→ WHAT YOU HAVE TO DO
Return every line of the dataset records below that contains the word "green". Case counts.

Dataset records:
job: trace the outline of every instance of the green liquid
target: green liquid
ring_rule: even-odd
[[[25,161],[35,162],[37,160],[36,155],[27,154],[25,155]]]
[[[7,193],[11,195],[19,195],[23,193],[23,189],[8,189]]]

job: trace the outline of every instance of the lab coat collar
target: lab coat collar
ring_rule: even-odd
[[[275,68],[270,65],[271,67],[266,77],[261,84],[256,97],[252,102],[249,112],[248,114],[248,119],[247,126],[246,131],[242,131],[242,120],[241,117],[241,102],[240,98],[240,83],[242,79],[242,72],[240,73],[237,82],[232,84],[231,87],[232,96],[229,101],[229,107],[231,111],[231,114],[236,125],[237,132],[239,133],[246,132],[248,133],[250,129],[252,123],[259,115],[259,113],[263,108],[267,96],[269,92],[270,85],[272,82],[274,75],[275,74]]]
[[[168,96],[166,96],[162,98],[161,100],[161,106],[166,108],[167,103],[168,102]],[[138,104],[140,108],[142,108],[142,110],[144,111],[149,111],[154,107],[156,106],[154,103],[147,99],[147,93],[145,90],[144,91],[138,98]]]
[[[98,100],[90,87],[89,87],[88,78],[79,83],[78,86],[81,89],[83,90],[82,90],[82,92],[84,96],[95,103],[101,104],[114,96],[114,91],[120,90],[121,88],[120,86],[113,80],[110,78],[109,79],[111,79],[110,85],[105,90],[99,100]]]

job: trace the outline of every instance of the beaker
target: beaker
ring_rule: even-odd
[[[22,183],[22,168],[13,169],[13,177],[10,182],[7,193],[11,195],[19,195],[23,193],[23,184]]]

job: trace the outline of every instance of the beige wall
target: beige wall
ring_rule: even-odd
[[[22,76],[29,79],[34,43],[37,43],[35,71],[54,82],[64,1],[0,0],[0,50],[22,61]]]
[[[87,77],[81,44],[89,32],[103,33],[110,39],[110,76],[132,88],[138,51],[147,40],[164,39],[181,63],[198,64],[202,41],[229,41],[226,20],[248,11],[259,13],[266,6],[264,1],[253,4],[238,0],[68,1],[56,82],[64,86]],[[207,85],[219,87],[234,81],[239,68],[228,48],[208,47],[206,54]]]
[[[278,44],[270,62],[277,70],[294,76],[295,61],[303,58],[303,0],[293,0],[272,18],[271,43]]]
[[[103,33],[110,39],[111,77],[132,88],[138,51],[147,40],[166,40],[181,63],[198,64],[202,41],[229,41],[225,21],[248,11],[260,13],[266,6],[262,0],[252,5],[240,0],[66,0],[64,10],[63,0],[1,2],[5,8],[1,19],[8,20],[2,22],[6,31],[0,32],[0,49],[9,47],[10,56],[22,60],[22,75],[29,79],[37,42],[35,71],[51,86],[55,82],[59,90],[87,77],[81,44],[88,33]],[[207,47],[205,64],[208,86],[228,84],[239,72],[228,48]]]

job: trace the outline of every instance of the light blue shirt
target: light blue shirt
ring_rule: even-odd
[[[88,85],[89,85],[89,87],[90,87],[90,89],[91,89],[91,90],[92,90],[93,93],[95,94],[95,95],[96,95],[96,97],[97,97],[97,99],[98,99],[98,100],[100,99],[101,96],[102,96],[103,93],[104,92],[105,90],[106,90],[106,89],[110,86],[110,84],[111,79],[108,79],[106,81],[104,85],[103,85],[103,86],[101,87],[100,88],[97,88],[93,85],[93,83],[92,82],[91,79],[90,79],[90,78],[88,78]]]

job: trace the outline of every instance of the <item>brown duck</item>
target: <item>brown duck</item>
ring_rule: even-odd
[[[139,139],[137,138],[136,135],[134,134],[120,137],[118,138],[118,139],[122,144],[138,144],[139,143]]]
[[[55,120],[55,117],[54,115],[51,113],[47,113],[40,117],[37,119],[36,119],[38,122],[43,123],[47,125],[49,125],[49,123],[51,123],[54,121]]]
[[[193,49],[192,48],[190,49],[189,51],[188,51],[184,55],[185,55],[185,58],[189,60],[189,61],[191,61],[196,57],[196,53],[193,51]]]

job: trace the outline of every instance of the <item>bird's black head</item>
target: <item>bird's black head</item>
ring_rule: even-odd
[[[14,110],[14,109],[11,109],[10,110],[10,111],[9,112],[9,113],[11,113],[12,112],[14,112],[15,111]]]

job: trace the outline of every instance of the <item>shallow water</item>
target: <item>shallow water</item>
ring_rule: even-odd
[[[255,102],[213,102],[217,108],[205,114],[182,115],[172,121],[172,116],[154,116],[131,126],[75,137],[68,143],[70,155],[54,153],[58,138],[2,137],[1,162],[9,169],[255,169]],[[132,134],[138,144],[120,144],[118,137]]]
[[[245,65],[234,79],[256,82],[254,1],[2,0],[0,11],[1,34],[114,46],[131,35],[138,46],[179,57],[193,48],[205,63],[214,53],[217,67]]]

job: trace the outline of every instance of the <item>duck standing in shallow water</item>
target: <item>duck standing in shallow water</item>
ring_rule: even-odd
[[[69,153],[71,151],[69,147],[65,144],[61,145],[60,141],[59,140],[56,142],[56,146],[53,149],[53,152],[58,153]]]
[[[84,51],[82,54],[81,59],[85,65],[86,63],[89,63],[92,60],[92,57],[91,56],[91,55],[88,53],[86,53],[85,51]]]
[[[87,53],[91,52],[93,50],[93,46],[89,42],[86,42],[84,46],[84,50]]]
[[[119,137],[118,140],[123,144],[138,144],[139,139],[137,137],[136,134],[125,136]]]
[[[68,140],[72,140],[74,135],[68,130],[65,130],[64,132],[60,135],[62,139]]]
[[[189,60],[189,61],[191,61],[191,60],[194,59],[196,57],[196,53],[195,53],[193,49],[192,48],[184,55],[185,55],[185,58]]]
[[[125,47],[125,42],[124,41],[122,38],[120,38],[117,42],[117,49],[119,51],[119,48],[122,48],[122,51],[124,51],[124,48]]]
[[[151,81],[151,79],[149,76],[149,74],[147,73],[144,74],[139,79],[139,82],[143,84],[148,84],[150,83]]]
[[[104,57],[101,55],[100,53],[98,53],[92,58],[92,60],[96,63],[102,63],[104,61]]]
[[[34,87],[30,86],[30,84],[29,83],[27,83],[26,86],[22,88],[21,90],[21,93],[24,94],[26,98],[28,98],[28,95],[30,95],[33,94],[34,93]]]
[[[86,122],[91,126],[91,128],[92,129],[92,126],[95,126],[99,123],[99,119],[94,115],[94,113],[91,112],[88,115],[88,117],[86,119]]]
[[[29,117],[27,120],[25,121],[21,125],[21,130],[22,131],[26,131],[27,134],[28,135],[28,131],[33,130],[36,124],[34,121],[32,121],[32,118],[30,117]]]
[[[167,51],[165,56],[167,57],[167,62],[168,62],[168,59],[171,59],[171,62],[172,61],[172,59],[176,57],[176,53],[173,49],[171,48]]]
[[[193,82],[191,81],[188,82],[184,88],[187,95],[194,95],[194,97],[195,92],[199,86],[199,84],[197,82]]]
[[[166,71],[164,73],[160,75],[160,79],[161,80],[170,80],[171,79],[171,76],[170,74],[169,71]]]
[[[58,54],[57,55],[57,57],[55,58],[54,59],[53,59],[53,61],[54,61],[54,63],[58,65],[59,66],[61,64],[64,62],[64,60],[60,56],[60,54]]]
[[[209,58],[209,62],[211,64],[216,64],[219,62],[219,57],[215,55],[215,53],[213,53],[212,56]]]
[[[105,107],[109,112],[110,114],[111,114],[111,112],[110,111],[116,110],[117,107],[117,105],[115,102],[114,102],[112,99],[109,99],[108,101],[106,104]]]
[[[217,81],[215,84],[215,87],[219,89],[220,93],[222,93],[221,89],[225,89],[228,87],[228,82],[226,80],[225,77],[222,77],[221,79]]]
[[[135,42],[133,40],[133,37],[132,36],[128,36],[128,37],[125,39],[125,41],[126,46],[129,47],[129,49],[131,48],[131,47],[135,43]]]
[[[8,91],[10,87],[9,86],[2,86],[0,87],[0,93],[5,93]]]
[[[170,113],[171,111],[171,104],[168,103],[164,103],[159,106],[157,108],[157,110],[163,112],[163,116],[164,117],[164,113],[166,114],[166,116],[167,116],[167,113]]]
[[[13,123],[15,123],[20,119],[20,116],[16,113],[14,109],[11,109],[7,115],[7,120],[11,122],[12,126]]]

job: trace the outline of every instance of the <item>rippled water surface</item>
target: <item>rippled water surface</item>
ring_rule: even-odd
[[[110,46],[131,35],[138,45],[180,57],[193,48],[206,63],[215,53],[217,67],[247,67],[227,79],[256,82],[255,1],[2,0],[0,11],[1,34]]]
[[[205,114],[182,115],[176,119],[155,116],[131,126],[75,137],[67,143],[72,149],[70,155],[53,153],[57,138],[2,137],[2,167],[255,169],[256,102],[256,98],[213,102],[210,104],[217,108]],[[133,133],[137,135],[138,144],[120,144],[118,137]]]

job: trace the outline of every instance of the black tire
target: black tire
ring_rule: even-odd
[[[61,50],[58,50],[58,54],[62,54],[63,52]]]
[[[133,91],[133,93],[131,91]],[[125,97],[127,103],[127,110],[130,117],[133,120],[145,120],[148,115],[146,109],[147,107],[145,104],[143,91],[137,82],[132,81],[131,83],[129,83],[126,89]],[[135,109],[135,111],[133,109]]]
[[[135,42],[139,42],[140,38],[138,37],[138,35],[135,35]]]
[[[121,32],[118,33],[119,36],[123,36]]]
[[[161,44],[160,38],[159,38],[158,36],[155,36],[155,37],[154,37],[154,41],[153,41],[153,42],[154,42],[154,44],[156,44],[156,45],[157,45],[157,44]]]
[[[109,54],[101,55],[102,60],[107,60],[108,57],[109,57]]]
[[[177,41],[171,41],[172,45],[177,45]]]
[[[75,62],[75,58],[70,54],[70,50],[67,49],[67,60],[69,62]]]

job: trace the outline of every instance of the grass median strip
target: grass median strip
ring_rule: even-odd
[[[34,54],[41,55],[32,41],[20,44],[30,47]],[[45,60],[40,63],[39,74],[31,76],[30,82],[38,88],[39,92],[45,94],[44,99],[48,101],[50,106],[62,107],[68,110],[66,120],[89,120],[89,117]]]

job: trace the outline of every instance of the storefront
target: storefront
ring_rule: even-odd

→ CORRECT ANSWER
job: trace the outline of every instance of the green liquid
target: green liquid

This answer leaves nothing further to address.